▸ **WHAT THE TASK ASKS**:
Restating every entry exactly is the whole task.

▸ **RECORDS PROVIDED**:
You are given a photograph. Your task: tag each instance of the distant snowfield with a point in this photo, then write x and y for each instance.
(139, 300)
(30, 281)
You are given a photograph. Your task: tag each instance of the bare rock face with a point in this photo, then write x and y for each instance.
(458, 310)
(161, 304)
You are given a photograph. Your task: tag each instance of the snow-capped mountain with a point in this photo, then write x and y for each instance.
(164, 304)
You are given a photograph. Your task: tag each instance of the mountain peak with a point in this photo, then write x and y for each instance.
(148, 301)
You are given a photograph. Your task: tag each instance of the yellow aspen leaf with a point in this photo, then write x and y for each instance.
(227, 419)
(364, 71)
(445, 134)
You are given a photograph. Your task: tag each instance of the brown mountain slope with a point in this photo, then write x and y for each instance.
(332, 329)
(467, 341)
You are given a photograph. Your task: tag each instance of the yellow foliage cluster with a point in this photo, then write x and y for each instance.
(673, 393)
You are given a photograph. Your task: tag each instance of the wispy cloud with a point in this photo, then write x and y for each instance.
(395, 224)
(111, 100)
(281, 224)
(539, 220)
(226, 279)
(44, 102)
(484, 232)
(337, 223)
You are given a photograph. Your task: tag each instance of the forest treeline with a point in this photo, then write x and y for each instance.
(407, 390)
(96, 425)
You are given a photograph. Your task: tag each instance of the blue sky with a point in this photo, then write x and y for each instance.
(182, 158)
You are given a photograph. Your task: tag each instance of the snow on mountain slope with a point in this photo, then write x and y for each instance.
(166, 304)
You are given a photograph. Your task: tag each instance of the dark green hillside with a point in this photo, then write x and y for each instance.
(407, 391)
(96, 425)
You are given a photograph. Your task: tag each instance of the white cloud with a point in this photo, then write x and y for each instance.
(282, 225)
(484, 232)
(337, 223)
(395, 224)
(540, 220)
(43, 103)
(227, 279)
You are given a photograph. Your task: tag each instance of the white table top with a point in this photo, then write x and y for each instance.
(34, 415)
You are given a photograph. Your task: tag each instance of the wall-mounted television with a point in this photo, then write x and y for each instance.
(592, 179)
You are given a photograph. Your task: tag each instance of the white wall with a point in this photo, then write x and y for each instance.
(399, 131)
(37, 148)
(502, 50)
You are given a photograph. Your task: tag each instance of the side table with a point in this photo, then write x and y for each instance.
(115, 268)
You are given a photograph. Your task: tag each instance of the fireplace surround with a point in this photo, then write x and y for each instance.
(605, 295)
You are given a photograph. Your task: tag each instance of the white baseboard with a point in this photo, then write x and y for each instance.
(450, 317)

▸ **EXERCISE OUTPUT**:
You are given a photograph. Your task: tag each instance of the distant snowfield with a point in this photo, then write x and y for each instance.
(139, 300)
(30, 281)
You are given a photograph. Your task: tag each instance of the bare rock face with a point in this photo, then write x and y for each instance.
(458, 310)
(161, 304)
You are given a photograph. Your task: tag each instance of the snow-capped mountain with a point in this photo, then write x and y for each instance.
(164, 304)
You are given a photograph. Your task: tag each instance of the mountain peak with a point in this photo, then write x and y for each instance.
(148, 301)
You are given a photograph. Your task: tag each instance of the yellow aspen leaf with a point in this photo, then write x and y for each instance.
(227, 419)
(364, 71)
(445, 134)
You are given a photograph. Your task: tag each instance of the brown mountain slope with a point in this photo, then write x and y for each instance.
(332, 329)
(467, 341)
You are given a photograph. Your task: tag each instance of the yellow foliage cluster with a point in this photo, then write x and y for each instance.
(673, 393)
You are given a photograph. Your task: tag each instance of the wispy cloud with a point in this photo, then write x and y for each instance.
(395, 224)
(111, 100)
(281, 224)
(539, 220)
(226, 279)
(44, 102)
(484, 232)
(337, 223)
You are given a photograph. Your task: tag each instance of the forest treeline with a point in this photo, then write x and y for each instance.
(407, 390)
(96, 425)
You are given a photograph. Your task: tag each instance of the blue sky with a point in this photo, then write x and y for each instance.
(182, 158)
You are given a photograph. Your task: tag each instance of the snow on mountain slope with a point in this photo, then write x and y for each instance.
(166, 304)
You are given a photograph. Your task: tag each instance of the dark green hillside with a point in this photo, then write x and y for each instance.
(407, 391)
(96, 425)
You are given a photograph. Your task: tag each instance of the white cloud with a point in this photo, then write x and y for each instance.
(282, 225)
(484, 232)
(337, 223)
(395, 224)
(540, 220)
(43, 103)
(227, 279)
You are given a photograph. Your task: tag each instance of the white table top with a point in this photo, then write x and y for each instance.
(34, 415)
You are given a photograph. Your task: tag each instance of the wall-mounted television with a point in this photo, then write x and y for each instance.
(592, 179)
You are given a photograph. Your task: tag each instance of the white wall with a point in this photo, then write x and y for each instance.
(399, 131)
(37, 148)
(502, 50)
You are given a photograph. Your task: tag each instance of the side table with a point in this photo, then write x and y for each instance.
(115, 268)
You are given a photograph. Your task: tag each instance of the fireplace surround with a point in this photo, then write x and y for each instance.
(605, 295)
You are given a photograph. Your task: tag each instance of the white baseboard with a point in this photo, then write x and y for each instance.
(450, 317)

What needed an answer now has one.